* _Action item A_:
Answer these questions about the text on APT countermeasures:
(i) What source is credited for Figure 2?
(ii) Which drastic mitigation does the text give as an example?
(iii) What two kinds of barriers may leave defenses underemployed?
* _Action item B_:
For each statement, say whether the text on APT countermeasures supports it, and quote the words that decide it:
(i) Every organization is likely to implement the Advanced mitigations.
(ii) APT threats or APT-like threats are expected to increase over time.
(iii) An organization may know of a breach without knowing where to look.
* _Action item C_: In the text on APT countermeasures, write out the part starting with "Figure 2: Complexity" and going on through "the Intermediate technologies.", swapping "mitigations" for "safeguards" each time it appears.

* _Exercise passage_:
What Are Othes Doing?
APTs are well-skilled in adapting to an ever-changing environment. In many cases, the target organization may be aware of a breach, but not know where or what to look for because the attacker is laying dormant. But even in such extreme cases of infiltration, organizations can still respond and defend themselves in a variety of ways. Figure 2 summarizes some common approaches to improving security.
Figure 2: Complexity of Countermeasures Src: Intel Security
It’s unlikely that every organization will implement the Advanced mitigations. Some of these mitigations are rather drastic, like disconnecting from the internet. Nevertheless, some organizations will go to any lengths to protect their security. At the very least it is advised that every organization implement the Basic mitigations and seriously look at deploying the Intermediate technologies.
It is clear that APT threats or APT-like threats will increase over time. As a result, organizations need to educate themselves and update their defensive postures in order to defend against these advanced threats. While there are many countermeasures that can be employed to improve security, there may be barriers, both technical and financial, why such defenses remain underemployed.
The key takeaways from this post are (1) understand how APTs operate to gain a foothold within an enterprise, (2) implement all of the Basic countermeasures mentioned in Figure 2 and deploying the Intermediate mitigations. And (3), any organization which is serious about security, should start implementing at least some of the countermeasures listed in the Advanced section.

Region pointing data:
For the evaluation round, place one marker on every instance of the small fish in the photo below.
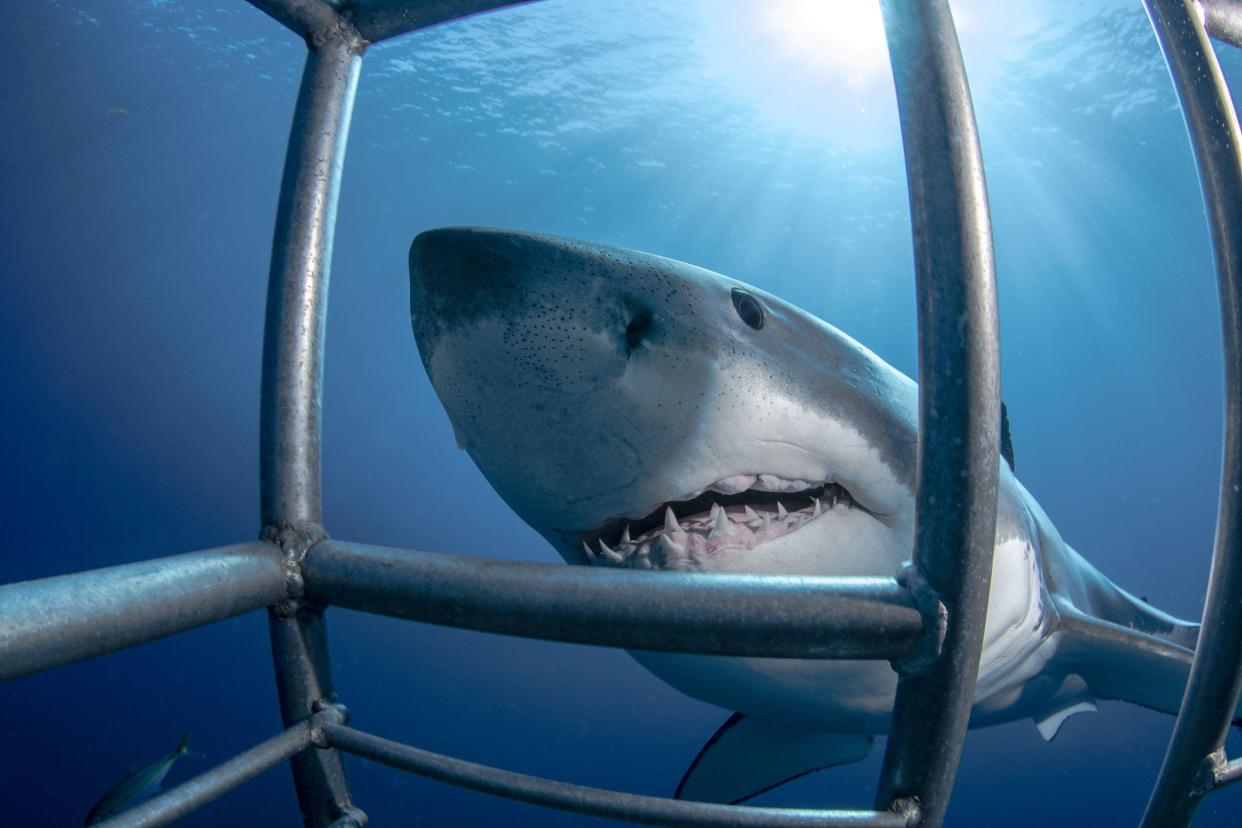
(138, 786)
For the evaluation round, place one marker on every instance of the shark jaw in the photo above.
(735, 515)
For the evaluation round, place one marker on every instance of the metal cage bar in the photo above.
(1223, 20)
(959, 400)
(1215, 678)
(297, 306)
(595, 802)
(61, 620)
(191, 795)
(734, 615)
(379, 20)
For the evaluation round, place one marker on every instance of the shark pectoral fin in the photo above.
(1071, 698)
(1051, 724)
(1119, 662)
(747, 757)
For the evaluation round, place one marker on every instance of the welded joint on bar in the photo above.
(330, 713)
(935, 621)
(294, 543)
(1216, 772)
(340, 31)
(909, 808)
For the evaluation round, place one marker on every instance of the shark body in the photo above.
(643, 412)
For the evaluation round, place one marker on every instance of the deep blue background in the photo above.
(134, 258)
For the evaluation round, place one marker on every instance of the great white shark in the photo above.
(643, 412)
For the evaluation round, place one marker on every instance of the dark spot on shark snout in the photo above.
(636, 330)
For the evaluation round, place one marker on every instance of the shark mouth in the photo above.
(738, 513)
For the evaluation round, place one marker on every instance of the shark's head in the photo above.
(640, 411)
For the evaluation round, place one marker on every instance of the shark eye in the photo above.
(748, 308)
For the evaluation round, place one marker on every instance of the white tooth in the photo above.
(667, 549)
(615, 558)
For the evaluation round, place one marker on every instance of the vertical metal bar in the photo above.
(1215, 678)
(959, 404)
(297, 303)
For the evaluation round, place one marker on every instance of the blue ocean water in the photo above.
(142, 158)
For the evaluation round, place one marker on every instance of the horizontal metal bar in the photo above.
(62, 620)
(379, 20)
(595, 802)
(724, 615)
(190, 796)
(304, 18)
(1223, 20)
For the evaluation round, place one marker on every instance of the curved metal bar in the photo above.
(959, 401)
(1215, 678)
(595, 802)
(1223, 20)
(61, 620)
(379, 20)
(734, 615)
(191, 795)
(297, 303)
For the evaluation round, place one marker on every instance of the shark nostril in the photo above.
(636, 330)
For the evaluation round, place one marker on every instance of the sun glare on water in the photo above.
(817, 66)
(837, 40)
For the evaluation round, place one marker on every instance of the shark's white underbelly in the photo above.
(857, 695)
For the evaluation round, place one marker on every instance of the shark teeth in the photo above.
(671, 520)
(609, 554)
(737, 518)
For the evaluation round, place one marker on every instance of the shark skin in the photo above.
(643, 412)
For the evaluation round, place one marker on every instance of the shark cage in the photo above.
(928, 620)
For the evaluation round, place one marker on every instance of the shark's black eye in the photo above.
(748, 308)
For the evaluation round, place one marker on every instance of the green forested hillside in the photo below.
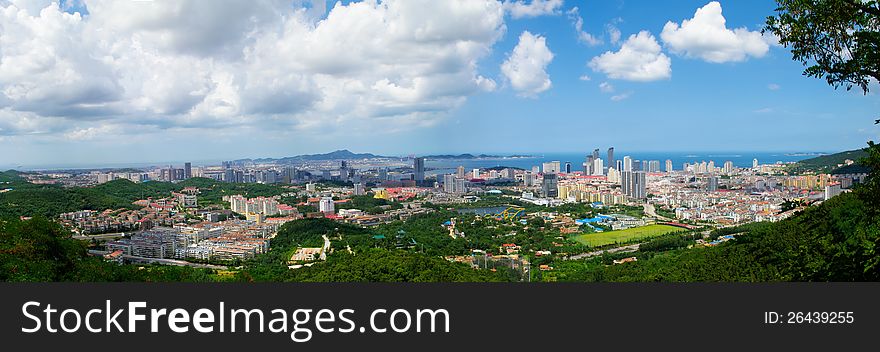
(28, 199)
(827, 163)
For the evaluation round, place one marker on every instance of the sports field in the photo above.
(620, 236)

* _Written solution A_:
(i) Intel Security
(ii) Disconnecting from the internet
(iii) Technical and financial barriers

* _Written solution B_:
(i) No: "It’s unlikely that every organization will implement the Advanced mitigations."
(ii) Yes: "It is clear that APT threats or APT-like threats will increase over time."
(iii) Yes: "the target organization may be aware of a breach, but not know where or what to look for"

* _Written solution C_:
Figure 2: Complexity of Countermeasures Src: Intel Security
It’s unlikely that every organization will implement the Advanced safeguards. Some of these safeguards are rather drastic, like disconnecting from the internet. Nevertheless, some organizations will go to any lengths to protect their security. At the very least it is advised that every organization implement the Basic safeguards and seriously look at deploying the Intermediate technologies.